Backup and restore for the Data Lake

You can backup and restore the metadata maintained in the Data Lake services. Use this comprehensive backup to restore your Data Lake’s metadata to the state it was at when the backup was taken.

The backup and restore operation creates a comprehensive backup that improves the likelihood of data in the backup to be synchronized across all the services running in the Data Lake.

Required role: EnvironmentAdmin

Use the Data Lake backup and restore:
  • in preparation for a Data Lake upgrade.
  • for archiving Data Lake content for later reference.
  • to promote Data Lake content from test to production.

There will be a downtime when a Data Lake backup is performed, as some Data Lake services will be stopped. Additionally, access to the HMS database will be blocked by default for the duration of the backup, but you can optionally bypass this using the CLI option no-close-db-connnections when you run the backup. This option allows Data Hub workloads to continue running during the Data Lake backup process. See Configuring and running Data Lake backups for more information.

Important: Data lake backup/restore operations should be performed when the Data Lake is quiescent. In order to have a consistent backup Cloudera recommends that no workloads are running when the backup is performed. In order to make sure there are no updates to HMS, the backup and restore process closes all the connections to the HMS backend database. This is important for migration use cases where you would like to move metadata from one environment to another. However, you are not required to stop the Data Hub workloads before performing backup. If you want to keep Data Hubs running during a backup, you must keep the HMS database connections open to the Data Lake using the no-close-db-connnections CLI option. If the database connections are closed, Data Hub workloads will fail.

Note that a Data Lake Backup includes metadata about your cluster workloads and does not include the data itself.

Excerpted records:
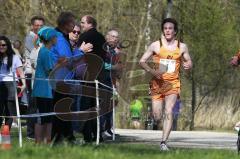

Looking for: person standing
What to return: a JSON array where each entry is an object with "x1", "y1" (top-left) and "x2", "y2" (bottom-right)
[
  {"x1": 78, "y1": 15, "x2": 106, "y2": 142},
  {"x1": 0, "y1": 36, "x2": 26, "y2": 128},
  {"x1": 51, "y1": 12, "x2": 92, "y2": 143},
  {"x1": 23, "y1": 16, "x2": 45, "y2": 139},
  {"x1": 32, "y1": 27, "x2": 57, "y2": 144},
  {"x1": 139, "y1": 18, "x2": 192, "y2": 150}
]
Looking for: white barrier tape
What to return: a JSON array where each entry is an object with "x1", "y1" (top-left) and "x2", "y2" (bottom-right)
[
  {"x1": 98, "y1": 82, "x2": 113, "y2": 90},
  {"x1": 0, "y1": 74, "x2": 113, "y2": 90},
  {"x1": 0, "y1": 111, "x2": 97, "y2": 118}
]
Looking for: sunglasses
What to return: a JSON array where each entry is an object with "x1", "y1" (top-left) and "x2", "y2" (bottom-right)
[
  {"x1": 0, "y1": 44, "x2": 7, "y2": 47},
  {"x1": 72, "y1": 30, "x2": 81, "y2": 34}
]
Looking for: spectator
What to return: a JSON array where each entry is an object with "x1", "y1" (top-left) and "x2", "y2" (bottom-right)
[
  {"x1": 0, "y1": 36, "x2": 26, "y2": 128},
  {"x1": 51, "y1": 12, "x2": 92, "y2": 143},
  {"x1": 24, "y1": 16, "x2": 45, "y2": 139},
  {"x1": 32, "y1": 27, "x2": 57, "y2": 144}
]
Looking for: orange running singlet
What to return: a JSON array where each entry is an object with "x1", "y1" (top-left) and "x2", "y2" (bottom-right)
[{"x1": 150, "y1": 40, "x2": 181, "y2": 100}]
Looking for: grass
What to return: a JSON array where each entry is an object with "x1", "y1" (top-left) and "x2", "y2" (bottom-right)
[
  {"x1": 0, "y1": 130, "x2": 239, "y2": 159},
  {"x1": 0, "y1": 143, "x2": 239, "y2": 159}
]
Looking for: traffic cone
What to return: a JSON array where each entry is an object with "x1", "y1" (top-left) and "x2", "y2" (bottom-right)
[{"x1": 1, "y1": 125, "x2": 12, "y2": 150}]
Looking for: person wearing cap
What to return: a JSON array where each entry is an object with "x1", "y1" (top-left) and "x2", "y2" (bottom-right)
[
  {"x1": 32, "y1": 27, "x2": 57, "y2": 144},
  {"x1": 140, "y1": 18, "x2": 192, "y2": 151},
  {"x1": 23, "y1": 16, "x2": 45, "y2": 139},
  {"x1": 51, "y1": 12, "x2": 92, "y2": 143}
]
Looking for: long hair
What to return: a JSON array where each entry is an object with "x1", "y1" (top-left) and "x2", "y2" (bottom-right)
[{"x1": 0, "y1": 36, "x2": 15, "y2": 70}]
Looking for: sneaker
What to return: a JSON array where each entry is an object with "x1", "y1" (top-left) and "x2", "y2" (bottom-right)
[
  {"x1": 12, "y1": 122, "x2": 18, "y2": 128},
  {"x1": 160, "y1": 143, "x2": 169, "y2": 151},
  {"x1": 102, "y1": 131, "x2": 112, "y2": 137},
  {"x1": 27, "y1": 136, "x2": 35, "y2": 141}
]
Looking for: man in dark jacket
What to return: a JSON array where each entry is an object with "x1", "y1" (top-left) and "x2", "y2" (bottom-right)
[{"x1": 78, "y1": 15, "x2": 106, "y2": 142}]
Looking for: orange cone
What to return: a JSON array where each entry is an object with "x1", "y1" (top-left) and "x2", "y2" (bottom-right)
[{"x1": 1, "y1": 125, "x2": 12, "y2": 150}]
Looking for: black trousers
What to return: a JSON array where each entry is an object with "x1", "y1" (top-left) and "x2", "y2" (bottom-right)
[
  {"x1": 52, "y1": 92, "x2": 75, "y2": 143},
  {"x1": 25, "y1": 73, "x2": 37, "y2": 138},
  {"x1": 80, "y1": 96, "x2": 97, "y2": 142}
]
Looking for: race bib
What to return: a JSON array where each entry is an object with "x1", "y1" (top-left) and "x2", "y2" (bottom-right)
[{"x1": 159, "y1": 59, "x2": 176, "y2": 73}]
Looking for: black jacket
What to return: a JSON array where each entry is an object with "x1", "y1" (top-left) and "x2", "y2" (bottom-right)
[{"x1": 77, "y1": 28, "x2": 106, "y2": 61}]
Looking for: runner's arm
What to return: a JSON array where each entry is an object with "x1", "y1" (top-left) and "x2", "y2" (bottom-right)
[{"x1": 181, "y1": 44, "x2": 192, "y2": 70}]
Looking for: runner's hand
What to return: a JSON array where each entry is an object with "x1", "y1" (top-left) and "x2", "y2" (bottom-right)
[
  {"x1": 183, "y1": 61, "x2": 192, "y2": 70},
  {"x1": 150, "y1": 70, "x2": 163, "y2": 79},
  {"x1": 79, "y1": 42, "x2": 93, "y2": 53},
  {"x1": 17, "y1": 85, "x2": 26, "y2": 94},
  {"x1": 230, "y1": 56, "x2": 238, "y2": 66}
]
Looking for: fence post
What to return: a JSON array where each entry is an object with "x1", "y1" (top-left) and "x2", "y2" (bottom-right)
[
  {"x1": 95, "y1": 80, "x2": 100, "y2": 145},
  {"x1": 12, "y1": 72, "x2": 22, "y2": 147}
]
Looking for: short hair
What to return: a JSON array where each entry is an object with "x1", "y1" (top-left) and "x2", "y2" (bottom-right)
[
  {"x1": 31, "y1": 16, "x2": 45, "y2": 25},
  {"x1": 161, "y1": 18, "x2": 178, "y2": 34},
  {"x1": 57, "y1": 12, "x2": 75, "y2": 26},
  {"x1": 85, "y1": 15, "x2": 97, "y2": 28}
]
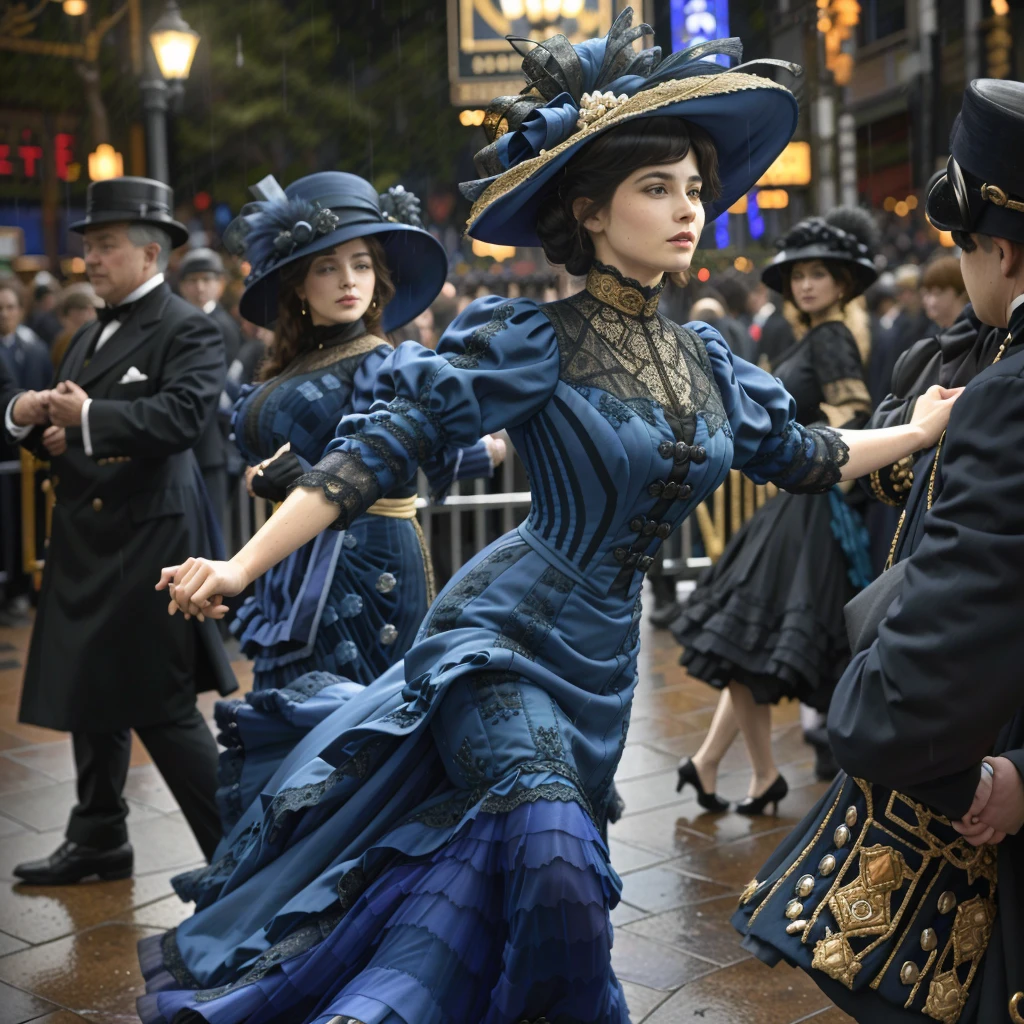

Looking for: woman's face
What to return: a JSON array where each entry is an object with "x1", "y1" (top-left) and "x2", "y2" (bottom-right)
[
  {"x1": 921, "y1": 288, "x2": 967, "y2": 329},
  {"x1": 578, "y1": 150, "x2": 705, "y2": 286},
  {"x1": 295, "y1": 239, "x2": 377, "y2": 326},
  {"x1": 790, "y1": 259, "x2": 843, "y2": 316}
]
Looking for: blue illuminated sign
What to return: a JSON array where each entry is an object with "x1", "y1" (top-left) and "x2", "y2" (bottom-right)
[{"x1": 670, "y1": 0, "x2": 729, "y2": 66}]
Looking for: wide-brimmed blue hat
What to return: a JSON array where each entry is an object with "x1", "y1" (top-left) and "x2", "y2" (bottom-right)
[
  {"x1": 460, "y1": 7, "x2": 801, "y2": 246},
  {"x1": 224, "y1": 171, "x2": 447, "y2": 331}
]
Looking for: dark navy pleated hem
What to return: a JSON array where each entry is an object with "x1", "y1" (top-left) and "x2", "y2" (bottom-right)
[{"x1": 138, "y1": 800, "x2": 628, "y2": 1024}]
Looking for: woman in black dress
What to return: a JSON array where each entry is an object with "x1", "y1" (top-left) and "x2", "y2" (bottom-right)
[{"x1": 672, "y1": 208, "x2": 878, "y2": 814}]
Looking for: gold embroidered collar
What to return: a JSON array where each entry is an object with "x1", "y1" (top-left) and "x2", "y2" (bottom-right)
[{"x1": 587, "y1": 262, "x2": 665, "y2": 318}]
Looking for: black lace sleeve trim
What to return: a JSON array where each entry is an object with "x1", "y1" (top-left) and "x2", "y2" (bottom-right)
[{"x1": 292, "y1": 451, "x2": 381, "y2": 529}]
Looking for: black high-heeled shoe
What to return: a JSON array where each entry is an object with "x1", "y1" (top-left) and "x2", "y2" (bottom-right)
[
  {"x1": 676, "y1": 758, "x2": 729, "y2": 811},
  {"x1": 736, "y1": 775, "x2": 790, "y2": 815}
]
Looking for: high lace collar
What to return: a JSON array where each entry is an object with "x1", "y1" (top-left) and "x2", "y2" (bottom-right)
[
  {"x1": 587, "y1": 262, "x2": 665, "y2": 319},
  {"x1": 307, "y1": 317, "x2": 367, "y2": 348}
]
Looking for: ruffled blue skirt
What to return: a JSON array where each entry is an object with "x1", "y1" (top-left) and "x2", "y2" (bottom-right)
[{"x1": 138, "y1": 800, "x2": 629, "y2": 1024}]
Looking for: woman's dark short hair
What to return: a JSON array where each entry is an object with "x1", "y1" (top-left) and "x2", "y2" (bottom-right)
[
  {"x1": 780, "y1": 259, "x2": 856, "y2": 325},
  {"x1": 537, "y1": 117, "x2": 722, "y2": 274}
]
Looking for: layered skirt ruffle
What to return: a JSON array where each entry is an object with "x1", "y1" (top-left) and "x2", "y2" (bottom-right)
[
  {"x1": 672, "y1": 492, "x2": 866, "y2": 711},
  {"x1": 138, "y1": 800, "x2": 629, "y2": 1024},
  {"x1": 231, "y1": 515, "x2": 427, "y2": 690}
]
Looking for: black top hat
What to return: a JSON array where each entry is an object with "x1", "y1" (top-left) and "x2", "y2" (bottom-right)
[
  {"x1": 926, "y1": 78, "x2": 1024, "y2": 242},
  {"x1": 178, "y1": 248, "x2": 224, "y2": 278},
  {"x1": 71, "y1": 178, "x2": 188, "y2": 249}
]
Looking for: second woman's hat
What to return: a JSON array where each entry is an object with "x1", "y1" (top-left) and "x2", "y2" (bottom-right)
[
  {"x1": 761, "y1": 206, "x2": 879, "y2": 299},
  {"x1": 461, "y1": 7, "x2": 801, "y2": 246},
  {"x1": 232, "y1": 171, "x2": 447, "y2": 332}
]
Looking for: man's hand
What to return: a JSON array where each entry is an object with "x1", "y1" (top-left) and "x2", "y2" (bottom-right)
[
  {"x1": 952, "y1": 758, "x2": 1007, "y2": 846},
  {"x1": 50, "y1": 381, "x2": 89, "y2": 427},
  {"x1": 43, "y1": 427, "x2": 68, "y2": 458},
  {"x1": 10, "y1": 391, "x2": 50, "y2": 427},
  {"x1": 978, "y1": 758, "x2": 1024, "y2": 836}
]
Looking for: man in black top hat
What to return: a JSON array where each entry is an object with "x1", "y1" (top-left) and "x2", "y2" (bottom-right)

Task details: Continue the Data Lake backup and restore text above, starting after its final sentence.

Task response:
At this time, you can trigger a Data Lake backup through a CDP command-line operation from any host with connectivity to the Data Lake. The system checks to make sure there isn't another backup or restore in progress.

What's backed up?

The backup operation saves a full snapshot of data from all SDX services:

  • Atlas:
    • Audit events, saved in HBase tables
    • Lineage data, saved as Janus graph data in HBase tables
    • Edge, vertex, and full text indexes, saved in Solr collections
  • Ranger:
    • Audit logs, saved as a Solr collection
    • Permissions and tags, saved in RDBMS tables
  • HMS Metadata, saved in RDBMS tables

How do I keep the backup secure?

The backup files are stored on AWS S3, ADLS, or Google Cloud Storage with encryption enabled.

How often should backups run?

You can run backups as part of these events:

  • Upgrades: a backup can be performed before performing an upgrade. This backup can be used to restore the existing environment or create a new environment in case the upgrade fails in a manner that requires you to re-build the original environment.
  • Moving the Data Lake metadata (Atlas lineages, Ranger policies and audit information, and HMS metadata) from one environment to another.

When backups are taken, there is downtime for principal services (see "Principal services" below) due to the requirement to shut down HMS service on any attached Data Hubs.

Is there any validation that occurs before the backup/restore operations?

Yes. Before a backup or restore operation begins, a validation process checks for the most common causes of a backup or restore failure. These validations include verifying that the required permissions are granted on the backup location with the cloud provider (AWS and Azure) and that the required Ranger RAZ permissions are granted on the backup location. For the backup operation only, the validation process also checks if there are any stale Ranger Audit permissions that are over 90 days old.

You can use CLI commands when you run the backup/restore operations to skip the validation process, or run the validation process without proceeding to the backup/restore operations. See Configuring and running Data Lake backups and Configuring and running Data Lake restore for more information.

Data Lake Restore vs Repair

Data Lake repair replaces the compute resources and reconnects them to the persistent Data Lake storage. Data Lake restore replaces the existing Data Lake content with content from a Data Lake backup.

Principal services

The following principal services affect backup and restore operations:
  • On the Data Lake:
    • Atlas
    • HMS
  • HMS Services on any attached Data Hub.

When a backup is performed, the Atlas service is stopped. The HMS service will be impacted if the "--no-close-db-connections" option is not provided.

Dependent services

Backup and restore operations are dependent on the following services:
  • HBase
  • Solr
  • ZooKeeper
  • Databases services (e.g. Postgres)
They must be running during a backup or restore operation.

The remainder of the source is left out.